• **Task to carry out**
Rewrite every line of the records below, including the requests, and increase each coordinate in the answers by 140. Leave the pictures out of your answer.

• **Point annotations for photos**
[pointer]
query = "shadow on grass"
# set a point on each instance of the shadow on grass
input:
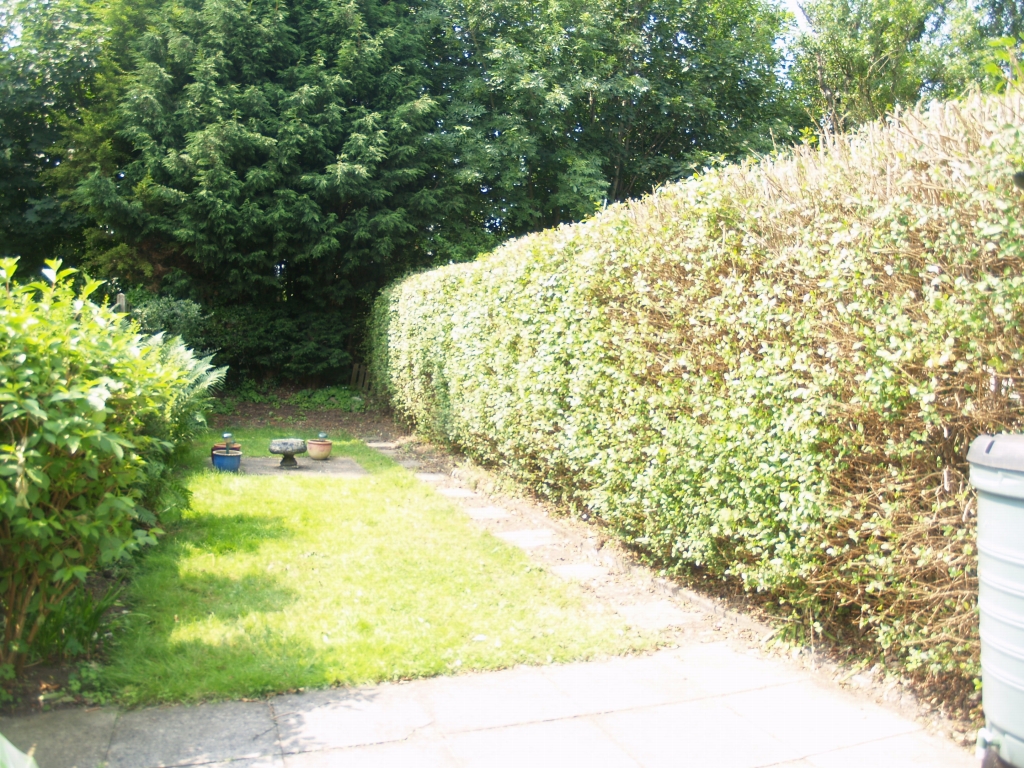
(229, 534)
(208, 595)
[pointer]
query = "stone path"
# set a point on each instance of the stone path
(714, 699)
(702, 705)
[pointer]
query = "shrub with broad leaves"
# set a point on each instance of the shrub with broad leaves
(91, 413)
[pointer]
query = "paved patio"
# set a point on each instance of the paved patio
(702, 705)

• **Written answer**
[pointer]
query = "shadow on grass"
# set a point on each instance of the shadow on grass
input:
(369, 674)
(348, 735)
[pointer]
query = "stone path"
# set a point on each instance of the stone path
(854, 839)
(842, 845)
[pointer]
query = "shrub with broad leaves"
# set a point on each instance of the shrub with broad leaves
(231, 553)
[pointer]
query = "paved patio"
# set a point on each instance of the paved patio
(842, 845)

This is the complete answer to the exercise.